» Work required:
Each record has to be returned exactly as it appears.

** Opening Supplied information block **

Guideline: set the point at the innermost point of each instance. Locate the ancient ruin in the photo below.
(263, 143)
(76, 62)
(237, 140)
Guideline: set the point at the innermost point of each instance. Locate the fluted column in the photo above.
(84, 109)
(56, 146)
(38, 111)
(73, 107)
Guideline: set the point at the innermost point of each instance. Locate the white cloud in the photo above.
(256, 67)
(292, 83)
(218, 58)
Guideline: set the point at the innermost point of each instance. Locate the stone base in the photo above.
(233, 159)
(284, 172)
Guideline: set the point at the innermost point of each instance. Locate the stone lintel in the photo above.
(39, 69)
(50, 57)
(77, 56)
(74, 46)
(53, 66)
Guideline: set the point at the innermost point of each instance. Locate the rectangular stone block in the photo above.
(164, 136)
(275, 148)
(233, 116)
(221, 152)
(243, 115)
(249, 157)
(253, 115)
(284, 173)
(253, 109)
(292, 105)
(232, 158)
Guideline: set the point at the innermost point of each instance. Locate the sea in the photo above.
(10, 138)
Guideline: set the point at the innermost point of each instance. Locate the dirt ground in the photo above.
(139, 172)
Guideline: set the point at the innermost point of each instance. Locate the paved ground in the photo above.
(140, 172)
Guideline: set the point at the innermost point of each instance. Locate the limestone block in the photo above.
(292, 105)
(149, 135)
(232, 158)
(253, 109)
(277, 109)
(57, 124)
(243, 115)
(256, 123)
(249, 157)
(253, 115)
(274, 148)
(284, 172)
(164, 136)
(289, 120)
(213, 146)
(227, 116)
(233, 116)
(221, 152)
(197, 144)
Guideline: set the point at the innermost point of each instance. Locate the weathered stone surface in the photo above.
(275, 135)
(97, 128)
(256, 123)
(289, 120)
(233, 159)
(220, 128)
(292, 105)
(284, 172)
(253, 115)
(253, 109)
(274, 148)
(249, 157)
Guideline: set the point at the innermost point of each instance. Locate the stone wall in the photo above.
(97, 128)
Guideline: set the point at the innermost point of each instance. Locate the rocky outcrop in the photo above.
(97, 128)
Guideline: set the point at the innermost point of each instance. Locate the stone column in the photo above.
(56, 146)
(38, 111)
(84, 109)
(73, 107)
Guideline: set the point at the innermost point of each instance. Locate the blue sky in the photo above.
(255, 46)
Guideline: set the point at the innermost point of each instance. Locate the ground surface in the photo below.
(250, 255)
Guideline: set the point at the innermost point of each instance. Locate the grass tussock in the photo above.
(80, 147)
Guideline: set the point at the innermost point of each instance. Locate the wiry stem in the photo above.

** Closing Supplied information block **

» Result of this task:
Guideline: set the point at the innermost point of each instance. Locate the ancient ruin in the photo below.
(263, 143)
(76, 62)
(237, 140)
Guideline: set the point at the innermost point of each instance. Locate the fluted column in the photo above.
(84, 109)
(56, 146)
(38, 111)
(73, 107)
Guideline: set the point at the innermost point of each instance. Locate the white cloud in the photo above.
(256, 67)
(292, 83)
(218, 58)
Guideline: set the point at the innermost point of each instance. Locate the stone base in the photo above.
(233, 159)
(284, 172)
Guideline: set the point at the innermost point of each instance. Locate the stone lintel in the photo above.
(39, 69)
(50, 57)
(77, 56)
(74, 46)
(53, 66)
Guideline: set the point at the innermost point of each instance. Locate the rectangular stone block in the photo above.
(164, 136)
(275, 148)
(233, 116)
(221, 152)
(243, 115)
(249, 157)
(253, 115)
(284, 173)
(253, 109)
(292, 105)
(232, 158)
Guideline: set the point at the innermost point of each instance. Locate the sea in the photo above.
(10, 138)
Guideline: set the point at the innermost point of each instance. Locate the dirt ground in the photo above.
(139, 172)
Guideline: set the point at the innermost point of each instance. Locate the paved ground in the photo above.
(140, 172)
Guideline: set the point at the innermost point of each instance. Locate the limestone block in the photo above.
(292, 105)
(149, 135)
(232, 158)
(253, 109)
(277, 109)
(57, 124)
(243, 115)
(256, 123)
(249, 157)
(253, 115)
(274, 148)
(284, 172)
(164, 136)
(289, 120)
(213, 146)
(227, 116)
(233, 116)
(221, 152)
(197, 144)
Guideline: set the point at the innermost point of each instance. Locate the weathered stone surface in the photo above.
(275, 135)
(97, 128)
(256, 123)
(289, 120)
(233, 159)
(220, 128)
(292, 105)
(284, 172)
(253, 115)
(253, 109)
(274, 148)
(249, 157)
Guideline: set the point at the innermost point of each instance. Locate the stone wall in the photo above.
(97, 128)
Guideline: set the point at the innermost point of each instance. Locate the rocky outcrop in the photo above.
(97, 128)
Guideline: set the point at the innermost point of each instance. Locate the stone column in the photo above.
(56, 146)
(38, 111)
(84, 109)
(73, 107)
Guideline: set the point at the innermost point of each instance. Locate the blue sky in the photo above.
(255, 46)
Guideline: set the point at the innermost point of each instance. Locate the ground surface in the photo below.
(250, 255)
Guideline: set the point at the innermost point of each instance. Locate the grass tussock in the photo above.
(80, 147)
Guideline: set the point at the innermost point of each instance. Locate the wiry stem in the photo above.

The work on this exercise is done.